■ Texte source
Le bureau de tabac
De même que le portage, évidemment rétribué, des lettres et paquets d'une gare du Réseau breton au bureau de postes le plus proche, la vente du tabac est un enjeu de pouvoir: récompenser les uns, punir les autres...
Voici l'exemple de la punition d'un conseiller municipal mal-pensant de Calanhel (canton de Callac, Côtes-du-Nord), à qui la licence de vendre du tabac, accordée par le Préfet au nom de l'Etat républicain, est retirée...
"Calanhel – Histoire d’un bureau de tabac
Le jeudi 28 avril, le comité dit de défense républicaine à Callac, tint ses assises après le conseil de revision. Les Blocards passèrent en revue tous ceux qui leur avaient tenu tête afin de les exécuter par la guillotine sèche, bien entendu.
A son retour de Callac, M. Félix Le Du, buraliste, se trouva nez à nez avec M. Le Moine, receveur des contributions indirectes qui lui communiqua un avis de la direction l’invitant à se désister de la lutte ou adieu le bureau de tabac. M. Le Du répondit qu’étant conseiller municipal depuis 1888 à Calanhel, il désirait le rester encore, malgré les « Rouges ». Le Du passa et, le 5 mai, il reçut encore les mêmes menaces. Le 12 mai arrivaient le maire et son commis ; M. Le Moine lut une note de la préfecture l’invitant à démissionner du conseil municipal ou de céder à un autre la gérance du bureau de tabac qu’il tient de Mlle David et qui ne doit expirer qu’en 1908.
Huit jours après, quatrième visite de M. le receveur des contributions indirectes accompagnant le maire :
- Mon cher Le Du, dit le maire, nous ne vous désirons pas de mal. Arrangeons les choses. Ange Colas a bien travaillé pour nous et nous lui avons promis en récompense la gérance du bureau de tabac. Mais Colas est bon garçon et aimerait transiger. Il est votre fermier, eh bien, louez lui de nouveau pour 9 ans la maison qu’il occupe et vous garderez le bureau de tabac.
- Pardi, répondit M. Le Du, je comprends ! » Vous voulez et la maison et le tabac. Mez ne man ket don awalc’h troad al loë em godel evit sina traou evelse. Gret ho labour ha ma raï ma hini ! » (1)
Calme plat jusqu’au 24 novembre dernier, jour où M. Félix Le Du fut solennellement exécuté. Un monsieur en redingote, un tant soit peu louche, arriva à Calanhel à la tombée de la nuit
- M. Le Du, nous venons vous enlever le Tabac. Hâtez-vous de le peser car il fait déjà nuit ! »
- Par quel ordre ?
- Ordre du Ministre et du Préfet. Vous vous êtes occupé de pol…itique !
- De quelle politique ?
Le tabac pesé et mis en ballots, M. l’exécuteur pria Le Du de céder également à Colas les poids et balances ainsi que les pots à tabac.

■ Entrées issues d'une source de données
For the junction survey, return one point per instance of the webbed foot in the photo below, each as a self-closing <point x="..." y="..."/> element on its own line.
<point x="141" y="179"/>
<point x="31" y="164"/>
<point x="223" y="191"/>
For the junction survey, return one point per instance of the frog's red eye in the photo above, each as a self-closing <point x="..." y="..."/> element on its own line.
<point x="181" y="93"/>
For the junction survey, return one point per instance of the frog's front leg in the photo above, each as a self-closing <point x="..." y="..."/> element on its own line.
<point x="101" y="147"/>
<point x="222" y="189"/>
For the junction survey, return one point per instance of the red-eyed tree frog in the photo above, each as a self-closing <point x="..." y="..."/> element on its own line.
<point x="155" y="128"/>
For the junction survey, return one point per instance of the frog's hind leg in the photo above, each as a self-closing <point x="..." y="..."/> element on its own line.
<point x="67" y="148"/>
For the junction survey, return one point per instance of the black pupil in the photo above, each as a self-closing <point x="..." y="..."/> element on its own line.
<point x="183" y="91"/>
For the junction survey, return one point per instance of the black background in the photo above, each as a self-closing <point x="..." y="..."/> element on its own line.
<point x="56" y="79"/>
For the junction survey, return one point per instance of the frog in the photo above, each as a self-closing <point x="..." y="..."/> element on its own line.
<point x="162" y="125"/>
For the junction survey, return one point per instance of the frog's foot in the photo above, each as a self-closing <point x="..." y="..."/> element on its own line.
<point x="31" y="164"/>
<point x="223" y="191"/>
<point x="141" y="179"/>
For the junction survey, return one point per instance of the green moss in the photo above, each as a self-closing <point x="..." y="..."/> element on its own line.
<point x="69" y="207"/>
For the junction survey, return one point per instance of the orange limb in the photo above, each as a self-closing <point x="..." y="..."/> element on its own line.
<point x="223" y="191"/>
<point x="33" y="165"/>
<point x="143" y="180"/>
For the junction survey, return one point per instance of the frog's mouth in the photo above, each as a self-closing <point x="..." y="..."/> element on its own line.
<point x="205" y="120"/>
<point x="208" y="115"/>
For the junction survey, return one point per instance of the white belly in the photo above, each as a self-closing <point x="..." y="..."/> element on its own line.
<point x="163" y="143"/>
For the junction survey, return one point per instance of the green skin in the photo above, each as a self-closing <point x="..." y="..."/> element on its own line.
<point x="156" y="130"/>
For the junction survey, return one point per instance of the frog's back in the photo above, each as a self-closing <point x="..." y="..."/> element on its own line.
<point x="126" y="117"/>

■ Travail demandé
[A] Extrayez telles quelles les entrées, de la ligne qui contient « of the white » jusqu'à la fin des entrées, ces deux bornes comprises.
[B] Pouvez-vous poursuivre le texte sur le bureau de tabac de Calanhel à partir de l'endroit où il s'arrête ?

■ Réponses
[A]
For the junction survey, return one point per instance of the white belly in the photo above, each as a self-closing <point x="..." y="..."/> element on its own line.
<point x="163" y="143"/>
For the junction survey, return one point per instance of the green skin in the photo above, each as a self-closing <point x="..." y="..."/> element on its own line.
<point x="156" y="130"/>
For the junction survey, return one point per instance of the frog's back in the photo above, each as a self-closing <point x="..." y="..."/> element on its own line.
<point x="126" y="117"/>

[B]
- - Donnez aussi les pots, vous n’en ferez rien désormais
- - Je garde les pots, répondit sèchement Le Du
- - Ah oui, dit alors le monsieur, se dévoilant dans toute sa perfidie et voulant laisser à Le Du une suprême insulte pour ses croyances les plus chères, vous en ferez des pots à fleurs, que vous placerez dans l’église devant votre sacré Bon Dieu que votre curé mange tous les jours ! Votre femme ira les arroser devant votre curé ! – Madame Le Du, qui avait entendu ces insultes, répondit aussitôt au stipendié : « Non, monsieur, j’en ferai des pots de chambre que je trouverai plus tard pour vous en arroser la tête ! ».
Morale de cette histoire vraie : aujourd’hui dans toutes nos campagnes, le régime de la Terreur Blanche. Il n’est ni vexations, ni persécutions, ni illégalités que les Ré-ru, comme on dit, ne fassent subir aux libéraux de toute nuance.
Quand donc les pauvres Bretons égarés et exploités par un gouvernement qui les gruge, cesseront-ils de se manger les uns les autres pour travailler ensemble et uniquement à l’union de la Bretagne ?
(1) Mais je ne suis pas assez idiot pour vendre la peau de l’ours avant de l’avoir tué. Faites votre travail et je ferai le mien !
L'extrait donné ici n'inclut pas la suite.